__WRITTEN TASK__: Retype every entry in its entirety, without alteration.

__LISTED ENTRIES__:

☆ ☆ ☆ ☆ ☆ ☆ ☆

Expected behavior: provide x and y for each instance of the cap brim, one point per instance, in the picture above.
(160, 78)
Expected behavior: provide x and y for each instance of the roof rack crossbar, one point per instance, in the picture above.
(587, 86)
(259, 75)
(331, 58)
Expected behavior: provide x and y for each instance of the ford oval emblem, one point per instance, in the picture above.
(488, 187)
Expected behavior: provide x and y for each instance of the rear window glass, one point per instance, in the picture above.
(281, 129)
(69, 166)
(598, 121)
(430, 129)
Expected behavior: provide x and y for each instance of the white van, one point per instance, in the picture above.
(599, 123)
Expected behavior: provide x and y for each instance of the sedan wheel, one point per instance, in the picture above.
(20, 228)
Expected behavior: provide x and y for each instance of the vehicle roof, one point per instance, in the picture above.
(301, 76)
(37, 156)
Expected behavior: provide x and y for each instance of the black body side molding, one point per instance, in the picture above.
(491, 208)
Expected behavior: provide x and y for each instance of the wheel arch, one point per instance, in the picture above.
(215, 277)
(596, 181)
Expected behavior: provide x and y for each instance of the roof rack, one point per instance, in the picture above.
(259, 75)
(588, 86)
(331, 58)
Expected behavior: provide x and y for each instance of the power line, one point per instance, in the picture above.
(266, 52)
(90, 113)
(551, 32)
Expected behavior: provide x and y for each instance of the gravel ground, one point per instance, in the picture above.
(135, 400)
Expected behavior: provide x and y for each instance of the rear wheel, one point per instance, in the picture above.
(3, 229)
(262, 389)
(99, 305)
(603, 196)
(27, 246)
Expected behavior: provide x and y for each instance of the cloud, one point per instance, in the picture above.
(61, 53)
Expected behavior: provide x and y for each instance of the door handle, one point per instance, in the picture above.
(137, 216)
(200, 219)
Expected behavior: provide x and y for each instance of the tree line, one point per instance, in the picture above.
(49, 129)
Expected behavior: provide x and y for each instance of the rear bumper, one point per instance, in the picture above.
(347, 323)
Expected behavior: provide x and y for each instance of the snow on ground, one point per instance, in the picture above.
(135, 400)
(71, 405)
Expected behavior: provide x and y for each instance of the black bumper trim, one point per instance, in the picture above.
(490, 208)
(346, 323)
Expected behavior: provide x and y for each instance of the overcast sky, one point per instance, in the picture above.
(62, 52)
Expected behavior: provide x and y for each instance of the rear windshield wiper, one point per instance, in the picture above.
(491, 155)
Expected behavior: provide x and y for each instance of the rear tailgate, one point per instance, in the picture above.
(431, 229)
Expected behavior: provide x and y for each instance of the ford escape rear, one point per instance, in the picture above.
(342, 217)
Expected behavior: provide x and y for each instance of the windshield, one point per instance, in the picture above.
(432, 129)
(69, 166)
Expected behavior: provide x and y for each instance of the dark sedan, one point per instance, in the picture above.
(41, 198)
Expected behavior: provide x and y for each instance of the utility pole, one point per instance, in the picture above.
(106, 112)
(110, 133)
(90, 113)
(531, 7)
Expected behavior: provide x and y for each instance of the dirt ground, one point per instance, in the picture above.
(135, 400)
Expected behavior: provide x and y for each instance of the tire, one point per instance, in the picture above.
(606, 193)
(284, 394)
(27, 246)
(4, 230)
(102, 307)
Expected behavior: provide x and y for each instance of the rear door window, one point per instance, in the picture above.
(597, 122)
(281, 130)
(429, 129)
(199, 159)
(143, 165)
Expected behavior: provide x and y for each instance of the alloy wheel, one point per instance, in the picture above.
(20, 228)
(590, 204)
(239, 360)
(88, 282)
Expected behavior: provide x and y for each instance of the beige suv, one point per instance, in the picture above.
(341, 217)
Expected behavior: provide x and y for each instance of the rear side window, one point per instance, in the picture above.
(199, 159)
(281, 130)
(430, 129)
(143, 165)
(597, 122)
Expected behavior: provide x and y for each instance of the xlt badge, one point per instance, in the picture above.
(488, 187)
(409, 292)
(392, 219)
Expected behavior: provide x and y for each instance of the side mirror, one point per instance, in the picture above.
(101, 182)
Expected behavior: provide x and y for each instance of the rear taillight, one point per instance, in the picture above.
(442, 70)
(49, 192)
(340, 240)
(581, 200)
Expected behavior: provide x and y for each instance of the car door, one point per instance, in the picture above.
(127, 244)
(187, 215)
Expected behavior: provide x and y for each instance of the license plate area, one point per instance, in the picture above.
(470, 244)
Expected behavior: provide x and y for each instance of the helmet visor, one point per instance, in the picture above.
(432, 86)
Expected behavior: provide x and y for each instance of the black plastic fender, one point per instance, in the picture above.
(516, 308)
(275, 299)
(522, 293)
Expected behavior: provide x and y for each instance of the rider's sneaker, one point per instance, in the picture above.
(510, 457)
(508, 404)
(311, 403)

☆ ☆ ☆ ☆ ☆ ☆ ☆

__RESPONSE TO THE TASK__:
Expected behavior: provide x and y for each instance of the cap brim, one point per instance, in the picture above.
(160, 78)
Expected behavior: provide x and y for each instance of the roof rack crossbar, one point per instance, in the picture above.
(587, 86)
(259, 75)
(331, 58)
Expected behavior: provide x and y for each instance of the ford oval emblem, one point per instance, in the picture above.
(488, 187)
Expected behavior: provide x and y for each instance of the rear window glass, one point per instance, in the picture above.
(281, 129)
(69, 166)
(598, 121)
(430, 129)
Expected behavior: provide x and y for each instance of the white van, one point per instance, in the picture above.
(599, 123)
Expected behavior: provide x and y for each instance of the sedan wheel, one point per instance, in the picture above.
(20, 228)
Expected behavior: provide x and y for each instance of the vehicle roof, one point per instance, in the picture above.
(301, 76)
(37, 156)
Expected behavior: provide x and y for each instance of the black body side molding, one point per instance, in the picture above.
(491, 208)
Expected behavior: provide x and y for each instance of the wheel arch, one point per instance, in the picture above.
(215, 277)
(596, 181)
Expected behavior: provide x and y for each instance of the roof rack, one point per instance, in the picture above.
(259, 75)
(588, 86)
(331, 58)
Expected behavior: provide x and y for each instance of the power line, one point per instance, in the picture above.
(266, 52)
(90, 113)
(551, 32)
Expected behavior: provide x and y for each instance of the gravel ground, one point per instance, in the picture above.
(135, 400)
Expected behavior: provide x and y for each instance of the rear wheel, one point per instance, in the picture above.
(3, 229)
(262, 389)
(99, 305)
(603, 196)
(27, 246)
Expected behavior: provide x and y for each instance of the cloud, one point per instance, in the picture above.
(61, 53)
Expected behavior: provide x and y for each instance of the door handle, one point per instance, in the picture above.
(137, 216)
(200, 219)
Expected behavior: provide x and y for each instance of the tree line, one point per instance, in the picture above.
(49, 129)
Expected behavior: provide x and y for each instance of the rear bumper, one point per instance, in the picture above.
(347, 323)
Expected behavior: provide x and y for each instance of the snow on ground, one point per instance, in the picture above.
(135, 400)
(71, 405)
Expected behavior: provide x and y for each instance of the black bumper trim, one point per instance, in the picture above.
(490, 208)
(346, 323)
Expected behavior: provide x and y for each instance of the overcast sky, one point per instance, in the picture above.
(62, 52)
Expected behavior: provide x and y for each instance of the rear windshield wiper, one point per instance, in the picture above.
(491, 155)
Expected behavior: provide x and y for each instance of the rear tailgate, one point per instance, in the picture above.
(431, 229)
Expected behavior: provide x and y for each instance of the ford escape rear, one point per instance, in the picture above.
(342, 217)
Expected behavior: provide x and y for each instance of the windshield, one point per instance, in the picture above.
(432, 129)
(69, 166)
Expected behavior: provide x and y for each instance of the dark sedan, one point per instance, in the picture above.
(41, 198)
Expected behavior: provide x and y for each instance of the utility pole, one point per instance, in the picture above.
(106, 112)
(110, 133)
(90, 113)
(531, 7)
Expected behavior: provide x and y for each instance of the dirt ground, one point per instance, in the picture above.
(135, 400)
Expected behavior: provide x and y for each instance of the tire, one point per instance, in the picture above.
(606, 193)
(284, 394)
(27, 246)
(4, 230)
(102, 307)
Expected behavior: provide x and y for each instance of the rear door window, one point per instance, in the picture above.
(597, 122)
(281, 130)
(429, 129)
(199, 159)
(143, 165)
Expected behavior: provide x and y for each instance of the alloy wheel, one point per instance, in the picture above.
(20, 228)
(590, 204)
(239, 360)
(88, 282)
Expected behavior: provide x and y for each instance of the beige suv, one point per instance, in the picture above.
(341, 217)
Expected behavior: provide x and y for each instance of the rear side window, one point per instance, in the picture above.
(199, 159)
(281, 130)
(430, 129)
(143, 165)
(597, 122)
Expected behavior: provide x and y for each instance of the xlt badge, one point per instance, in the picture above.
(488, 187)
(409, 292)
(392, 219)
Expected behavior: provide x and y for each instance of the side mirror, one point per instance, in the picture above.
(101, 182)
Expected behavior: provide x and y for each instance of the rear taillight, one point per instance, in the picture above.
(442, 70)
(49, 192)
(340, 240)
(581, 200)
Expected behavior: provide x and y for each instance of the car door, one point per instance, in the picture above.
(127, 244)
(187, 215)
Expected behavior: provide x and y for each instance of the license plate area, one point per instance, in the picture above.
(470, 244)
Expected behavior: provide x and y for each instance of the helmet visor, one point per instance, in the picture above.
(432, 86)
Expected behavior: provide x and y for each instance of the black plastic fender, one point per instance, in the picture above.
(516, 308)
(275, 299)
(522, 293)
Expected behavior: provide x and y for each instance of the rider's sneaker, one point per instance, in the picture above.
(510, 457)
(508, 404)
(311, 403)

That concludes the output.